Data provided below:
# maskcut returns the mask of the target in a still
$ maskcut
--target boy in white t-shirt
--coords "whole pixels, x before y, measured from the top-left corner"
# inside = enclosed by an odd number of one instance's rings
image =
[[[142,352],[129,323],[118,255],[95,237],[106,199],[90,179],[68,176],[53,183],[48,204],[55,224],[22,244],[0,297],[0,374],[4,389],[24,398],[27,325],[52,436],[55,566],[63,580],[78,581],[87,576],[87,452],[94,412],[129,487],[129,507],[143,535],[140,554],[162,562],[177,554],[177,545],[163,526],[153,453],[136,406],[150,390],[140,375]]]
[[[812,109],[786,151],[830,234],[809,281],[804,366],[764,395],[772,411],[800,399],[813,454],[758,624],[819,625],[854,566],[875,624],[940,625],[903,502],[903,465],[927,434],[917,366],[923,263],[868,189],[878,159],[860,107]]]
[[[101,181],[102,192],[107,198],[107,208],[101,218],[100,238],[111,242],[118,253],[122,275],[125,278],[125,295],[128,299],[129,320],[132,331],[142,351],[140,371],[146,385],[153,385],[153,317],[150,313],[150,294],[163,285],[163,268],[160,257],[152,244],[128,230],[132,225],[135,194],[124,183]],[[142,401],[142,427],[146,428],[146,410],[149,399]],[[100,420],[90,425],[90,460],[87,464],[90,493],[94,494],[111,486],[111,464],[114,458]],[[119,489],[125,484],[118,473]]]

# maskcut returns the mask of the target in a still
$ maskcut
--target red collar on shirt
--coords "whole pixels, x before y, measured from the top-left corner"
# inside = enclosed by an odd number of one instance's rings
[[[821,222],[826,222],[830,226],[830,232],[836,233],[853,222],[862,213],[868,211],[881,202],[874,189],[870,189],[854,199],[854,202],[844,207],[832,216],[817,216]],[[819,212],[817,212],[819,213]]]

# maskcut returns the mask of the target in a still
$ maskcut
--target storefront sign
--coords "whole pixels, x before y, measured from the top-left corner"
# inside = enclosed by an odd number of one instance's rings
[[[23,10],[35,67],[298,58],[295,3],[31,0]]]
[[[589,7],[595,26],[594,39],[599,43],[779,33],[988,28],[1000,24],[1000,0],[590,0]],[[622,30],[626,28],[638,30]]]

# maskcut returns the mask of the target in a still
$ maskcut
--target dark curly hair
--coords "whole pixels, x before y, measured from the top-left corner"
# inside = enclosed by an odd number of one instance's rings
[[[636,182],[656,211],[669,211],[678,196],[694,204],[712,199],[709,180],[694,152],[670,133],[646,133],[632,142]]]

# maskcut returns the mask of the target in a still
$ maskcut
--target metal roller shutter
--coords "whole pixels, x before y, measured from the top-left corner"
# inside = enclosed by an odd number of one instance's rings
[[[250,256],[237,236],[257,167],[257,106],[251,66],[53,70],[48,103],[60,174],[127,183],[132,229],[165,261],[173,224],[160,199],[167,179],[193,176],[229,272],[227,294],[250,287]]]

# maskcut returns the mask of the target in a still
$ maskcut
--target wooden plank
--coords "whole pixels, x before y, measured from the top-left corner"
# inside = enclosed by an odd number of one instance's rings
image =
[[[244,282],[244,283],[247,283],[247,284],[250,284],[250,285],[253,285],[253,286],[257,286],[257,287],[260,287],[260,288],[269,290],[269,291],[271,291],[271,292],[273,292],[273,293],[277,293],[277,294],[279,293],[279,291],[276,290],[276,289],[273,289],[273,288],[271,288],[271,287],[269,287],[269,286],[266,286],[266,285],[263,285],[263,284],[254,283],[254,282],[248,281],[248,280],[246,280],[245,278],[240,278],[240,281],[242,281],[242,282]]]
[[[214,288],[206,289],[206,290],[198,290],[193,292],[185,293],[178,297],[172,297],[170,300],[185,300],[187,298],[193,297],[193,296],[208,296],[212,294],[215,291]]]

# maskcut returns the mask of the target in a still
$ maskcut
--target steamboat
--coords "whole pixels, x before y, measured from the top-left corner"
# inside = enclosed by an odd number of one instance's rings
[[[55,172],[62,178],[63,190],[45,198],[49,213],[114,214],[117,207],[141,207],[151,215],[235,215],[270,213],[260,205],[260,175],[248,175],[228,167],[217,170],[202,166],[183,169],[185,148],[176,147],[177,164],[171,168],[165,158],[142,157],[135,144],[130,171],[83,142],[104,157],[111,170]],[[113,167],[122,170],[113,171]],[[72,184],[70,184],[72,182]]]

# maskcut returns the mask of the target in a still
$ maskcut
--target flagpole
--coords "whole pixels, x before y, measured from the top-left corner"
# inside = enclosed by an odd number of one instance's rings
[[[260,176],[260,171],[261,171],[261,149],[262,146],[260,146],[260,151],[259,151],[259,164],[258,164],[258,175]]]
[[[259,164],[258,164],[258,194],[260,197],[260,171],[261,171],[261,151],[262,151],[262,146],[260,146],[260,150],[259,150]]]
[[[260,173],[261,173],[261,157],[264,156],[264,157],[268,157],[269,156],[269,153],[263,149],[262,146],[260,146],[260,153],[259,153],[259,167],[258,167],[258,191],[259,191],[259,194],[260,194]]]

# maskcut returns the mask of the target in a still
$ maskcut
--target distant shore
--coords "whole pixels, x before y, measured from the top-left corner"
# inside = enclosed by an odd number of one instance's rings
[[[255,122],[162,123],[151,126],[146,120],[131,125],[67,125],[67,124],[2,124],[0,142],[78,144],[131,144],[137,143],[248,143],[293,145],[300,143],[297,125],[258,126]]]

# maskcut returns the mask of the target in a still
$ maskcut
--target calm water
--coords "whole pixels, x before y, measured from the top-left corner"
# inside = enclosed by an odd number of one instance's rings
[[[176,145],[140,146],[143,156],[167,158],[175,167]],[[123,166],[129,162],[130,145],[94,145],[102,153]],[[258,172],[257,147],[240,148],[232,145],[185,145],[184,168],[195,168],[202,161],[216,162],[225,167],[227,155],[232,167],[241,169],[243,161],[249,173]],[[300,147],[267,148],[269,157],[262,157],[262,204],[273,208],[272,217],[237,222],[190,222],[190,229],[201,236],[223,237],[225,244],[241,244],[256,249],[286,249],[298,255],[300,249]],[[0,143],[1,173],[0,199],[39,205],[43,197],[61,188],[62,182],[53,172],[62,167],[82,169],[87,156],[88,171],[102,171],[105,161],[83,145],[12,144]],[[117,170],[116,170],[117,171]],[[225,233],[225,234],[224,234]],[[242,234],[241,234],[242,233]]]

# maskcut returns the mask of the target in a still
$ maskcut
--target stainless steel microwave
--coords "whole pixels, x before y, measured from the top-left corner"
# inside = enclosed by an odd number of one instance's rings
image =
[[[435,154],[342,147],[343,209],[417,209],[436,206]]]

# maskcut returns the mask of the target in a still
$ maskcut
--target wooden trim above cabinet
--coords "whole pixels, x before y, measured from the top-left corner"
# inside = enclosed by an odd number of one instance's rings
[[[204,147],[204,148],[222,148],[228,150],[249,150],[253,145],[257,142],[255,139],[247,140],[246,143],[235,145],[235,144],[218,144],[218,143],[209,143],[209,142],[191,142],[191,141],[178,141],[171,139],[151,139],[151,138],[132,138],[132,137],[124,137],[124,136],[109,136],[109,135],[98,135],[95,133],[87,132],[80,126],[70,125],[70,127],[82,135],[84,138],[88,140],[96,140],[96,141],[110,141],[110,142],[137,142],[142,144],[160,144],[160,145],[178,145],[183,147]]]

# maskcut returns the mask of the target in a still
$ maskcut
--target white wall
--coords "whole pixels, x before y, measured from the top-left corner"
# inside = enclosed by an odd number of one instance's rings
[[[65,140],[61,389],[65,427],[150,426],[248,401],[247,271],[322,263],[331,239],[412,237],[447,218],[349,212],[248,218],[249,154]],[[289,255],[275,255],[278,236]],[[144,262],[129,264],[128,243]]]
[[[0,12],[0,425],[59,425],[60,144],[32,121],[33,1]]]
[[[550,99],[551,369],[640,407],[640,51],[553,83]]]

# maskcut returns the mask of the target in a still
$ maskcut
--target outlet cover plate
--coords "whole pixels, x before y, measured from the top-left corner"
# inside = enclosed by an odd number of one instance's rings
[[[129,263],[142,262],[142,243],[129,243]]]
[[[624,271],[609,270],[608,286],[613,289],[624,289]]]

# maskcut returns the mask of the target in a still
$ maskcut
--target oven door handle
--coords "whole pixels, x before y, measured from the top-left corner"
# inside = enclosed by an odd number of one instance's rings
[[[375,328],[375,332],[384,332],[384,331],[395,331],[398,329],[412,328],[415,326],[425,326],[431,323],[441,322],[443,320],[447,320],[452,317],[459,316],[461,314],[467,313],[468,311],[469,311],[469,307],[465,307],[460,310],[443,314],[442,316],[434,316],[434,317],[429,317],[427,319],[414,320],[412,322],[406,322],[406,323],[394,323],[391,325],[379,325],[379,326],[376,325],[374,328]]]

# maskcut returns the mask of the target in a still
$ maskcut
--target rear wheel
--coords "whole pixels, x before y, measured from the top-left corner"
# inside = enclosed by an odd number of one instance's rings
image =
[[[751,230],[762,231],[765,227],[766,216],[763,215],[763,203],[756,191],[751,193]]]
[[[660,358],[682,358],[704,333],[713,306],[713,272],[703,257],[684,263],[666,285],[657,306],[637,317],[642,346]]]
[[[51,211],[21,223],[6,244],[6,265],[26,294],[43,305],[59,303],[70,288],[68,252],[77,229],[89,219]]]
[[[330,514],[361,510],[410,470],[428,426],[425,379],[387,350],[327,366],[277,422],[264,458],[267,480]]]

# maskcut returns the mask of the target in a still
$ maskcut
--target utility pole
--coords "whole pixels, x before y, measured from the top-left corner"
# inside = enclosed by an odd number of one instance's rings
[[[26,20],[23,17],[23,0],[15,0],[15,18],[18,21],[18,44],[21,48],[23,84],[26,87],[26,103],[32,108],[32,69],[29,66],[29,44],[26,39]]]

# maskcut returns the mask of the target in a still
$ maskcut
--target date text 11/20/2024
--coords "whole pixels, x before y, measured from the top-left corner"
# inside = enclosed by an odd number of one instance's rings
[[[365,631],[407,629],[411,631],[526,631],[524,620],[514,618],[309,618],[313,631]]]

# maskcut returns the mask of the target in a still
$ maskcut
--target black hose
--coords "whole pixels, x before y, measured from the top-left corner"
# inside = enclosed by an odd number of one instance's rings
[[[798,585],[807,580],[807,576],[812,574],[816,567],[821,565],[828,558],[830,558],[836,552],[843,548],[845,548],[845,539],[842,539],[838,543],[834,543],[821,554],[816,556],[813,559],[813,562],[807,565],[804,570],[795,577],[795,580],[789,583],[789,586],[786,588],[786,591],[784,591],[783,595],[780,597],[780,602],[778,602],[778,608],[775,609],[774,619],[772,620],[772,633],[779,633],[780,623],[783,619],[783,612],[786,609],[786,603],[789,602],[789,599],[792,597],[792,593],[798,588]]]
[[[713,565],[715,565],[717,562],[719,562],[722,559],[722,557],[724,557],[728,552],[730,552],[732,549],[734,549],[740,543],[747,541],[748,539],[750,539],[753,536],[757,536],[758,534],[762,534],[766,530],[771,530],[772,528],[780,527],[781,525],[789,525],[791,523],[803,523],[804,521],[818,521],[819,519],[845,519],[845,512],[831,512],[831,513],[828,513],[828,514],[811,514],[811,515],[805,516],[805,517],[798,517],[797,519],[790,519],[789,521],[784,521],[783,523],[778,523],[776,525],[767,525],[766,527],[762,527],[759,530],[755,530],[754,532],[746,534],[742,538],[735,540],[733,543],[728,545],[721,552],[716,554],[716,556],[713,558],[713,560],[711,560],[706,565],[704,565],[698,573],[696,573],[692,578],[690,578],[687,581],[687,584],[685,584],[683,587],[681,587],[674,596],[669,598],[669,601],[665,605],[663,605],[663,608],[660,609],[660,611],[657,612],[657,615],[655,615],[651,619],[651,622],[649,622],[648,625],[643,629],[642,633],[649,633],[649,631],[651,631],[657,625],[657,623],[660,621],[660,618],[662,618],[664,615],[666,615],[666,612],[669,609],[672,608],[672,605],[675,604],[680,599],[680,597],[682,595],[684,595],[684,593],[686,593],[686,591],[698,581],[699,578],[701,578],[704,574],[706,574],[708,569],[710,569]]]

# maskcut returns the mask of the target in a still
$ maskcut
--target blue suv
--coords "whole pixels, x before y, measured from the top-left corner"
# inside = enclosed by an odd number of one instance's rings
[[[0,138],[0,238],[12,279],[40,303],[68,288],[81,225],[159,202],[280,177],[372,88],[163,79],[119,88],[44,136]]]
End of Data provided.
**Aim of the exercise**.
Show every line from the entries above in which the word "shirt" appears.

**Reply**.
--target boy in white t-shirt
--target red collar on shirt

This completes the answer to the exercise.